EXERCISE AIM ->
Render every one of the following items as a two-column CSV with the header row item,answer. Give one row per item, with the item's text and its answer each in a single quoted field and line breaks replaced by spaces.

SUPPLIED MATERIAL ->
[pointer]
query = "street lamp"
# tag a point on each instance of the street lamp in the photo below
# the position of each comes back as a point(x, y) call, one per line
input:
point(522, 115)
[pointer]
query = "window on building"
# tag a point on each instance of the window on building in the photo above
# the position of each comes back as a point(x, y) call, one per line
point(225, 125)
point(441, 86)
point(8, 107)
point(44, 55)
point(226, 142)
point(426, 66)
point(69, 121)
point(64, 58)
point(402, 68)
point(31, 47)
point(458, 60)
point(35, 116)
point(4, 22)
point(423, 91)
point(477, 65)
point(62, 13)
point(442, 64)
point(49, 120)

PROBLEM SOLUTION ->
item,answer
"[pointer] query = ""street lamp"" # tag a point on each instance of the street lamp in the photo below # the position of each comes back as a point(x, y) call, one per line input:","point(522, 115)"
"[pointer] query = ""window on building"" # tag a point on each instance of the window on building in the photo above # the position of each comes back as a point(x, y) call, one per line","point(225, 125) point(441, 86) point(8, 107) point(44, 55) point(226, 142) point(426, 66) point(69, 121) point(64, 58) point(402, 68) point(31, 47) point(458, 60) point(35, 116) point(4, 22) point(423, 91) point(477, 65) point(62, 13) point(442, 64) point(49, 120)"